START Task material

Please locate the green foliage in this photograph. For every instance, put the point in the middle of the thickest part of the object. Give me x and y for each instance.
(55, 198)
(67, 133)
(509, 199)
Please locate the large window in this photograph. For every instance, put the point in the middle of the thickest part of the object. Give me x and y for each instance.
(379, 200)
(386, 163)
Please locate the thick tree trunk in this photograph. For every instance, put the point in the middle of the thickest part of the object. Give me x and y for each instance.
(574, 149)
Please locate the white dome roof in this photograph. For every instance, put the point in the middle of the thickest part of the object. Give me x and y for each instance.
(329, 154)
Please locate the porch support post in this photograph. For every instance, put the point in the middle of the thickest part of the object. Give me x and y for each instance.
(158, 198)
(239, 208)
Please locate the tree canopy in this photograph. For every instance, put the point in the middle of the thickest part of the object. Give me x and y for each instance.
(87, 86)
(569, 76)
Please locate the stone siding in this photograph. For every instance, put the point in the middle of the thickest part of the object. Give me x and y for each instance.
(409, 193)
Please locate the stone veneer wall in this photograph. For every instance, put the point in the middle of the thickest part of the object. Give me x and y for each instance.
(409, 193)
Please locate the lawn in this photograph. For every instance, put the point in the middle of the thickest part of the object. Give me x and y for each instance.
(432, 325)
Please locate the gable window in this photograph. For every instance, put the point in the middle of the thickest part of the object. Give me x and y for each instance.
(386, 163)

END Task material
START Task material

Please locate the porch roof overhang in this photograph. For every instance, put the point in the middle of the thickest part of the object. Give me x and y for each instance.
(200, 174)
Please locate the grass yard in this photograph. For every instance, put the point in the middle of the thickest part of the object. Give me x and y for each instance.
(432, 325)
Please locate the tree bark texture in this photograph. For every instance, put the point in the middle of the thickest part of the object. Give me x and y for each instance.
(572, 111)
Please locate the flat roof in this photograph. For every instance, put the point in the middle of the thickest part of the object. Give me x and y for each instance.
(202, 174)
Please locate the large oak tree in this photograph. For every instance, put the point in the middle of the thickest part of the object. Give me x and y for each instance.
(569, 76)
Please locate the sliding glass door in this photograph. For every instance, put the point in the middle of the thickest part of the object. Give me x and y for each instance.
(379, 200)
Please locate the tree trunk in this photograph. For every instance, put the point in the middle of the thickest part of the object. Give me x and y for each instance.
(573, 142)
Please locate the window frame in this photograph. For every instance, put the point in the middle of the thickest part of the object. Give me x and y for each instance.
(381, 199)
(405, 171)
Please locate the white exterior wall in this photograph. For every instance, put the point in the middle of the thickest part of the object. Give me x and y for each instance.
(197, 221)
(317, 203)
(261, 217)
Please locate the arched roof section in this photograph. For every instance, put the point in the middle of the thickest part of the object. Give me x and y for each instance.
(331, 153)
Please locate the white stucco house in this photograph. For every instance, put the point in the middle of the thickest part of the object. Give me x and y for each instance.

END Task material

Above this instruction are the records; retype exactly the lines from the one containing "Please locate the tree trunk" up to and including the one containing "Please locate the white stucco".

Please locate the tree trunk in this photograph. For every instance, put the point in the middle of the thickest part of the object. Give me x and y for each instance.
(573, 142)
Please locate the window frame in this photograph. For every instance, put the point in the middle of the thickest part of the object. Give me x and y for each instance.
(381, 199)
(405, 171)
Please locate the white exterior wall in this photograph. For every instance, put the point in the middle of the thickest part of the object. Give me x and y for each instance.
(197, 221)
(317, 203)
(261, 217)
Please locate the arched roof section in this photograph. For every instance, put the point in the middle of the thickest part of the object. Give me x and y for each instance.
(331, 153)
Please locate the white stucco house in this photograph. For every instance, put the point in the middle of the thickest part of the object. Give me x and y for each instance.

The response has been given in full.